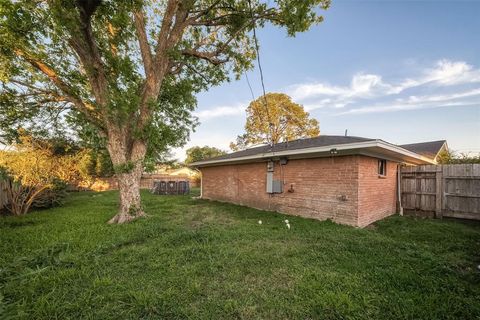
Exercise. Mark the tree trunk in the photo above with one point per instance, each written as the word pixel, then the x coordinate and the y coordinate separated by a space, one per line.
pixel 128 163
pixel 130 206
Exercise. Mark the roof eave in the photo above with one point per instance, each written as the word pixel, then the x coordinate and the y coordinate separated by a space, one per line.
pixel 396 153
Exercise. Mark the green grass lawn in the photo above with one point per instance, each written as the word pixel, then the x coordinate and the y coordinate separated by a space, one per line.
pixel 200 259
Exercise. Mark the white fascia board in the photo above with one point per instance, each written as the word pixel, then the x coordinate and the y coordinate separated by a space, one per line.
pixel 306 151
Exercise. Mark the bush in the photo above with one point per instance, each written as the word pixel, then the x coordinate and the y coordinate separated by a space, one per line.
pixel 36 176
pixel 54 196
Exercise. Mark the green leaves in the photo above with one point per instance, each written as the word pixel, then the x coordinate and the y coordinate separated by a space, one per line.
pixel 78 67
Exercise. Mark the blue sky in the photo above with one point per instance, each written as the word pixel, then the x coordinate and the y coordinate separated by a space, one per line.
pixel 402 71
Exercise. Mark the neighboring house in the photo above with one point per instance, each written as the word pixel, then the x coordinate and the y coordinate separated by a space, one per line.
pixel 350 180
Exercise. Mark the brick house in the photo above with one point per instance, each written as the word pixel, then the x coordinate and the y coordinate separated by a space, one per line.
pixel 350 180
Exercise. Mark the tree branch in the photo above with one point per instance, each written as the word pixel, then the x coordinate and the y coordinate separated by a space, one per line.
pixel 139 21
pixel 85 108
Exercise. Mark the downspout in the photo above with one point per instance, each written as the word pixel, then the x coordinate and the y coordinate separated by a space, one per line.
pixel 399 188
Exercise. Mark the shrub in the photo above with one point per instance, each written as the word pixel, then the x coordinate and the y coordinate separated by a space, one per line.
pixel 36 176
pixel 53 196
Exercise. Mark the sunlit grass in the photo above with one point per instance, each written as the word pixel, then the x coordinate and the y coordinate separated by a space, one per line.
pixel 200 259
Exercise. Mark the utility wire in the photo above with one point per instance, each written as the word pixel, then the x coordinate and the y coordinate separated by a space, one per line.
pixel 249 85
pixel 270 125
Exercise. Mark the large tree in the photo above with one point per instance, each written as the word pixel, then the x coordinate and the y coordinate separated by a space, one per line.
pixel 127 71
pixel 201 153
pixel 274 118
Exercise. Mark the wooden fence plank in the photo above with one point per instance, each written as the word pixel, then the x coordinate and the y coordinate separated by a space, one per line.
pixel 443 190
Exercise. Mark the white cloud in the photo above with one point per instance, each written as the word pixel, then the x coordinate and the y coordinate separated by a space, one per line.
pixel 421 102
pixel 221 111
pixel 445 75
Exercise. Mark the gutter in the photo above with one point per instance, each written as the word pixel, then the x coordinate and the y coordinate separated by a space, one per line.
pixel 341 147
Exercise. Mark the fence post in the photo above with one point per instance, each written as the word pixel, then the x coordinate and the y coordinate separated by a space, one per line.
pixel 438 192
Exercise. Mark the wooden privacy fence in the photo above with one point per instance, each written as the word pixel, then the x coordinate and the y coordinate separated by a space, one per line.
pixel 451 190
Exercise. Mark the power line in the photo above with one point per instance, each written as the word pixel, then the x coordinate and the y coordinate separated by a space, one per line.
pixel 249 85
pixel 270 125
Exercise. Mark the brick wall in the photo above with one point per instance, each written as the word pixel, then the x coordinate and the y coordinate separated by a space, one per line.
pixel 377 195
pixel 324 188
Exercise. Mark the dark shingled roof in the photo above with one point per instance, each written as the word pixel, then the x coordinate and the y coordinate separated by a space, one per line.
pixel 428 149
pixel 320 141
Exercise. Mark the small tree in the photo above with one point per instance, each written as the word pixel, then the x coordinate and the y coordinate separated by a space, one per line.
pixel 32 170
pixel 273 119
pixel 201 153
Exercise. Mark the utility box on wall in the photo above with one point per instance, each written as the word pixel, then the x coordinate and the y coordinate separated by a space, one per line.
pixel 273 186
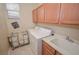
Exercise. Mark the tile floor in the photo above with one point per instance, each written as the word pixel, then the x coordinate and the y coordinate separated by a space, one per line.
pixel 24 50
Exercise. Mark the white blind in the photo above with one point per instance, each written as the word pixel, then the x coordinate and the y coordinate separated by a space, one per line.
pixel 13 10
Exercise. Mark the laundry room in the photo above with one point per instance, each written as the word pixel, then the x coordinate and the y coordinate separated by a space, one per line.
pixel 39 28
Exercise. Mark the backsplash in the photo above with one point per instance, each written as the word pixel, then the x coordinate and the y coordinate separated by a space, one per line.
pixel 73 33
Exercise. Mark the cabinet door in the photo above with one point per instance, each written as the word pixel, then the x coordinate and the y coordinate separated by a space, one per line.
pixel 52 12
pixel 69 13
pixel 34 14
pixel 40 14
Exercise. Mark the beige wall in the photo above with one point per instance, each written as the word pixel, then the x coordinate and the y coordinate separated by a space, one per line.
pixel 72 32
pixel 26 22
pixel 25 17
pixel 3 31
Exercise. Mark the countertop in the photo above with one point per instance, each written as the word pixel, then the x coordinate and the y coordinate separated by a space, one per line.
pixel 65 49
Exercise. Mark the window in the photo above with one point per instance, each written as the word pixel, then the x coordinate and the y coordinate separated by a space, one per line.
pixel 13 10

--

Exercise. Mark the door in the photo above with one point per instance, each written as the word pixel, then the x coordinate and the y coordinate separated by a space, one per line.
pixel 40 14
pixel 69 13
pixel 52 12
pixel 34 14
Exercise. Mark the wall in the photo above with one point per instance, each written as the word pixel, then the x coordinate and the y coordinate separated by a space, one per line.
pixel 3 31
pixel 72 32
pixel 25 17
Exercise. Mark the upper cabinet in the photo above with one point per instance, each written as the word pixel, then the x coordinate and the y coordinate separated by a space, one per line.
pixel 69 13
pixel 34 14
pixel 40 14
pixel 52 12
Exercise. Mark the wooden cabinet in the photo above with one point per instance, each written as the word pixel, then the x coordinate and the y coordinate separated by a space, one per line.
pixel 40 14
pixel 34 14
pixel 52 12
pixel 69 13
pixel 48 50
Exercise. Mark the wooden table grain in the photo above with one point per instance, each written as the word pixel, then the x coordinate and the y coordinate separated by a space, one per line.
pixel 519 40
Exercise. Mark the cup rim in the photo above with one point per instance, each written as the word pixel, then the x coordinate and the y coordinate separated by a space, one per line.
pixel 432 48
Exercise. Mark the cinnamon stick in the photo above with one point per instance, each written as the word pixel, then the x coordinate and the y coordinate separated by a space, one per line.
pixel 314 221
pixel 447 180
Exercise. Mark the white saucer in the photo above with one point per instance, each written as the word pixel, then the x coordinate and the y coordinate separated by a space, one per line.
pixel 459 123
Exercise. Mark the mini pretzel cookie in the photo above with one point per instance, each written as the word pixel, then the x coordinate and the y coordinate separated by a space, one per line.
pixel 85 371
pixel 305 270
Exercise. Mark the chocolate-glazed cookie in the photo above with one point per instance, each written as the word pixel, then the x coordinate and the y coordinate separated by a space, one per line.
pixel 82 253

...

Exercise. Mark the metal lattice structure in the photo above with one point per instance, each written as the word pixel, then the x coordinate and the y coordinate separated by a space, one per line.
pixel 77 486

◆ **DIRECTION**:
Starting with the line in the material above that contains "Exercise. Mark the neighboring" and ending after the line that contains "pixel 445 75", render only those lines as a numbered list and leave out any blank lines.

◆ **OUTPUT OF THE EXERCISE**:
1. Exercise. Mark the neighboring house in the photo above with one point per instance, each written as the word pixel, then the x coordinate and the y coordinate separated by a space, one per line.
2. pixel 350 180
3. Exercise. Mark the brick house in the photo above with one point per instance, each written as the word pixel, then the x coordinate and the y coordinate separated by a space, one per line.
4. pixel 350 180
5. Exercise. Mark the tree branch in the photo above with one point per instance, each written as the word pixel, then the x coordinate and the y coordinate separated by a space, one per line.
6. pixel 139 21
7. pixel 85 108
8. Exercise. Mark the downspout in the photo above with one point per instance, each written as the word pixel, then the x coordinate and the y coordinate separated by a space, one per line.
9. pixel 399 188
10. Exercise. Mark the shrub in the photo above with one point per instance, each written as the word pixel, then the x coordinate and the y coordinate separated by a space, one per line.
11. pixel 36 176
12. pixel 53 196
13. Exercise. Mark the sunlit grass in the photo above with one point per instance, each written as the word pixel, then the x coordinate and the y coordinate separated by a space, one per line.
14. pixel 200 259
15. Exercise. Mark the utility wire in the photo above with one point per instance, each written as the word pixel, then the x coordinate and the y coordinate separated by a space, one per line.
16. pixel 249 85
17. pixel 270 125
18. Exercise. Mark the large tree in the photo above with one point per instance, each written as the word pixel, then the x coordinate and the y coordinate separated by a space, one per line.
19. pixel 127 71
20. pixel 201 153
21. pixel 274 118
22. Exercise. Mark the wooden fence plank in the photo above with one point per instance, each written as the word pixel, then the x coordinate and the y coordinate separated by a space, one per line.
23. pixel 443 190
24. Exercise. Mark the white cloud in the photo above with one point per instance, each written as the word pixel, then the x coordinate and the y coordinate separated by a space, one per line.
25. pixel 421 102
26. pixel 221 111
27. pixel 445 75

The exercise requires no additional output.